======== Material for the task ========
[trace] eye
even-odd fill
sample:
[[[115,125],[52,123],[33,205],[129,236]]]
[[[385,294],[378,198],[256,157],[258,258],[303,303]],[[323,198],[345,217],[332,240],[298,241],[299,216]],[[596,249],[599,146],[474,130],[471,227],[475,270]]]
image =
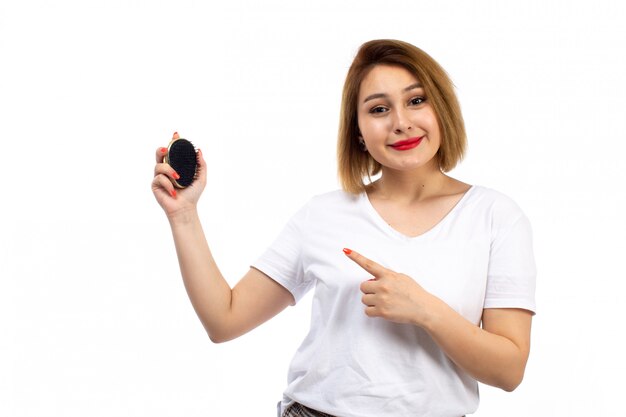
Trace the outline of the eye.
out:
[[[384,106],[376,106],[370,109],[370,113],[384,113],[387,111],[387,108]]]
[[[413,97],[409,101],[409,104],[411,104],[412,106],[419,106],[420,104],[424,103],[425,101],[426,101],[426,97]]]

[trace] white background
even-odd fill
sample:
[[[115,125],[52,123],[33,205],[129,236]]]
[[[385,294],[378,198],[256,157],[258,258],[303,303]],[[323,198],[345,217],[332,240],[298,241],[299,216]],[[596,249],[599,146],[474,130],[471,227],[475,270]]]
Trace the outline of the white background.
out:
[[[0,416],[274,416],[310,296],[211,344],[150,191],[177,130],[203,150],[204,227],[231,284],[338,187],[359,45],[411,42],[457,86],[451,175],[531,219],[523,384],[476,416],[623,406],[626,6],[619,1],[0,1]]]

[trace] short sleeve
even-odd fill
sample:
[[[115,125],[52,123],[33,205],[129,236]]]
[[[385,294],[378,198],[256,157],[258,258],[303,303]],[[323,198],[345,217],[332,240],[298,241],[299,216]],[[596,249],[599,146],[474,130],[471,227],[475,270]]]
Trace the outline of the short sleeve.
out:
[[[308,205],[285,225],[274,242],[251,266],[285,287],[297,303],[311,289],[303,267]]]
[[[532,229],[521,214],[499,228],[491,242],[484,308],[523,308],[534,314],[536,276]]]

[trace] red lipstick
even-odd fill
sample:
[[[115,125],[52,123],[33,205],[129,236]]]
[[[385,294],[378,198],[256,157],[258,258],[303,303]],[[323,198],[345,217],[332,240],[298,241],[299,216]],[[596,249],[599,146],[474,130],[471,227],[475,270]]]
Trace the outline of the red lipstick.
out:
========
= Your assignment =
Lines containing the string "short" are the ones to copy from the entries above.

= Response to this exercise =
[trace] short sleeve
Trace the outline of the short sleeve.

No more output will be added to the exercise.